GIVEN PROBLEM
Arrange every line of the listing below as a numbered list, omitting blank lines and leaving the pictures out.

***

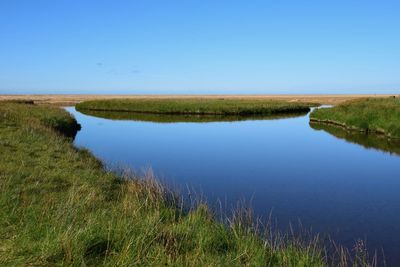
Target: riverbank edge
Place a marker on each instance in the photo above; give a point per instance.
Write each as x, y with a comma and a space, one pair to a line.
191, 107
240, 231
378, 132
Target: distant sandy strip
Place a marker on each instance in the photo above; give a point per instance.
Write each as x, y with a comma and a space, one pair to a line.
70, 100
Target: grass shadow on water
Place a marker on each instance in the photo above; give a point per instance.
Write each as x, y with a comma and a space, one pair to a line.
174, 118
368, 141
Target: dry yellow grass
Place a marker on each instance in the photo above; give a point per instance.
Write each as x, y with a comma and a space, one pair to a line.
65, 100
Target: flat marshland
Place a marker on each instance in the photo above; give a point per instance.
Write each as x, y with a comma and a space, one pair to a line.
61, 207
368, 115
196, 106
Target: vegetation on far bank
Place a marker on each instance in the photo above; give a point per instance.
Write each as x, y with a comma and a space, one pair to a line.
196, 106
370, 115
59, 206
174, 118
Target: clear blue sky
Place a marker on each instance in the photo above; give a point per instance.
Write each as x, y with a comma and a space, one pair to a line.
324, 46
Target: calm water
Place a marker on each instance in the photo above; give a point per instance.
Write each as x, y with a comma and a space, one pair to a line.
333, 183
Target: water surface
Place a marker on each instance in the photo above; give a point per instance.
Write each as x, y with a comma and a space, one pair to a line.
334, 183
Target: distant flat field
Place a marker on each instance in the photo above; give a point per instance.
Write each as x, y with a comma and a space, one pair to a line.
70, 100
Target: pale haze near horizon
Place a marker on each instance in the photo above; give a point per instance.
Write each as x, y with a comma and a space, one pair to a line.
207, 47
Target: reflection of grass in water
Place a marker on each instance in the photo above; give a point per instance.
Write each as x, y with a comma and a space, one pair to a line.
171, 118
368, 141
380, 115
60, 207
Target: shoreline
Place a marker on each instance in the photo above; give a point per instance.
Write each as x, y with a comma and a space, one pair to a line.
73, 99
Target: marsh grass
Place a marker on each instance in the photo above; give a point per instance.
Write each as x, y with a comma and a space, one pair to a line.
174, 118
370, 115
59, 206
196, 106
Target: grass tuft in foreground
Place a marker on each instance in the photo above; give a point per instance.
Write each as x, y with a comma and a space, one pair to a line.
60, 207
370, 115
196, 106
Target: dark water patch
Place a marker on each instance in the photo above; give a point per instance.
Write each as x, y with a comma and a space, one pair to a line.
173, 118
369, 141
281, 167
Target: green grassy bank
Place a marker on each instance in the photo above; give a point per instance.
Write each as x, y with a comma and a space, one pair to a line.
195, 106
378, 115
60, 207
174, 118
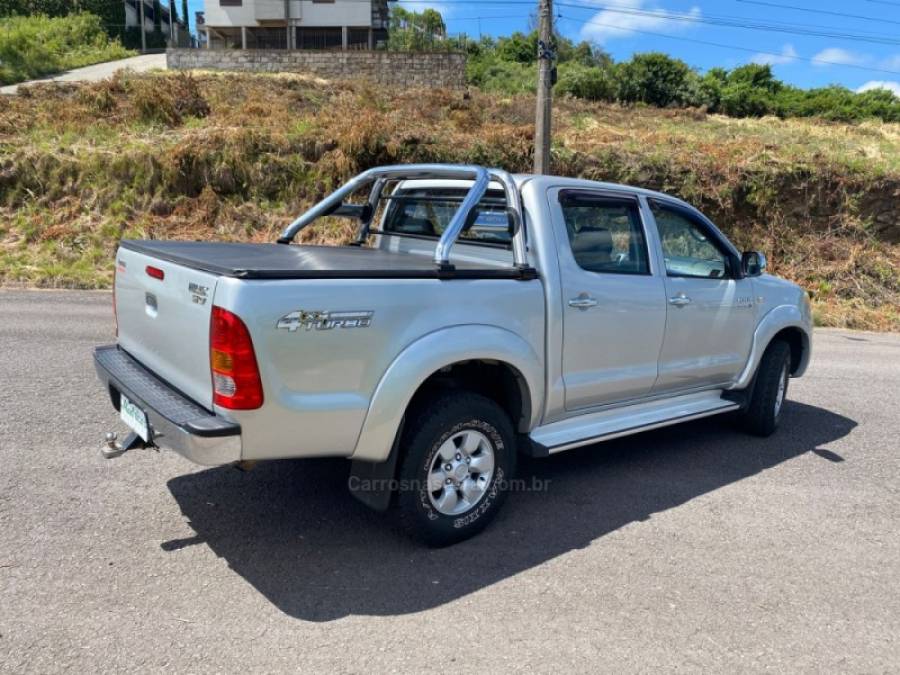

***

SOLUTION TO THE EXERCISE
1. Target: riverbank edge
2. Place a marker on each instance in the photo above; give a point per instance.
3. Write each as x, y with a comma and a space, one pair to a line.
4. 191, 107
5. 240, 231
6. 378, 132
7. Target: distant sandy strip
8. Place a marker on each instance in the photo above; give a point per instance.
9. Write each as x, y with a comma and a space, one pair to a line.
10. 70, 100
11. Target: grass shadow on water
12. Place a marker on each instance in the photo above; give a point per instance.
13. Write each as x, y with a comma and a space, one pair to a line.
14. 174, 118
15. 368, 141
16. Target: dry yellow grass
17. Place a marker on each instance in the photo above; give a point per instance.
18. Write each as x, y with a comma and a space, one pair to a line.
19. 65, 100
20. Target: flat marshland
21. Place a marker on each instance in the photo above; give a point per instance.
22. Write each as x, y with a comma and a space, one pair to a line.
23. 61, 207
24. 368, 115
25. 196, 106
26. Target: vegetation on far bank
27. Place a marker on each instance in the photo above; give a point per instance.
28. Write each as x, y with a comma and a space, one pair to a line.
29. 196, 106
30. 370, 115
31. 59, 206
32. 174, 118
33. Target: clear blue sky
34. Place a marker on each instance in the photo above; give a point per instance.
35. Write each as x, y with a comma and a space, one pair to a line.
36. 324, 46
37. Target: calm water
38. Place a marker on each instance in the photo above; give a point per instance.
39. Write each as x, y with a comma and a space, one pair to a line.
40. 333, 183
41. Target: water surface
42. Place a marker on each instance in the photo above; give a point per instance.
43. Write each as x, y with a comma and a space, one pair to a line.
44. 334, 183
45. Target: distant flat field
46. Place a marker on each instance in the photo above; give a point per instance.
47. Write each as x, y with a comma and a space, one pair to a line.
48. 70, 100
49. Target: pale haze near horizon
50. Place a marker on each instance in the photo above; give a point per instance.
51. Write each as x, y with a comma and a space, one pair to a line.
52. 207, 47
53. Target: reflection of grass in water
54. Place a marker on each instance in the photo above; give a point per instance.
55. Write each as x, y with a comma and a space, one pair to a line.
56. 171, 118
57. 368, 141
58. 380, 115
59. 60, 207
60. Target: shoreline
61. Place a marker on each instance in the photo above; give a point per instance.
62. Write each as x, y with a comma and a space, one pair to a line.
63. 73, 99
64. Target: marsh grass
65. Place a marker on each instance in the photo above; give a point per instance.
66. Write each as x, y with a comma and a space, one pair to a line.
67. 174, 118
68. 370, 115
69. 59, 206
70. 196, 106
71. Target: grass tuft in foreground
72. Place a marker on each instance in the photo above; give a point per instance.
73. Write each as x, y with a comma and a space, one pair to a line.
74. 60, 207
75. 370, 115
76. 196, 106
77. Target: dark water patch
78. Place a marker on each instance in the photo above; give a point per instance.
79. Write each as x, y with a comma and a space, one pair to a line.
80. 173, 118
81. 369, 141
82. 281, 167
83. Target: green grassy bank
84. Place a marker on each instance in the photo above; give a point per instance.
85. Write each as x, y with a comma and a space, one pair to a line.
86. 195, 106
87. 378, 115
88. 60, 207
89. 174, 118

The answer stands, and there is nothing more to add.